Entries excerpted from a collection
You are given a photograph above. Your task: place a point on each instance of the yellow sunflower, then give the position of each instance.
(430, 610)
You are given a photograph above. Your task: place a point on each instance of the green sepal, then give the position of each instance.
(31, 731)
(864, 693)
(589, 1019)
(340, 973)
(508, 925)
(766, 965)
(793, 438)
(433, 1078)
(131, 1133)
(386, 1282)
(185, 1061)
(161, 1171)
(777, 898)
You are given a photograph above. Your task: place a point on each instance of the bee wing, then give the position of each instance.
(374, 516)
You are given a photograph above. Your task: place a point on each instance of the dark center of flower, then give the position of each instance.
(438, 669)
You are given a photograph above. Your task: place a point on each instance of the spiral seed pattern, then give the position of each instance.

# Short problem:
Output the part of the entries that begins with the line containing "wing, then give the position of each instance." and continues through the end of the entries as a Markdown table with the columns Row and Line. Number each row and omit blank lines.

# Reply to the exercise:
| Row | Line |
|---|---|
| 1 | You are given a photograph above. Your task: place a point on each instance of the bee wing, then give the position of each instance. |
| 2 | (374, 516) |
| 3 | You are given a photograph above. Your task: place a point on each instance of the dark center of flower, then give the position of each instance. |
| 4 | (438, 669) |
| 5 | You are given a photograph above. Your task: place a point on each instance of the spiral seed pattern, then give the position of each instance. |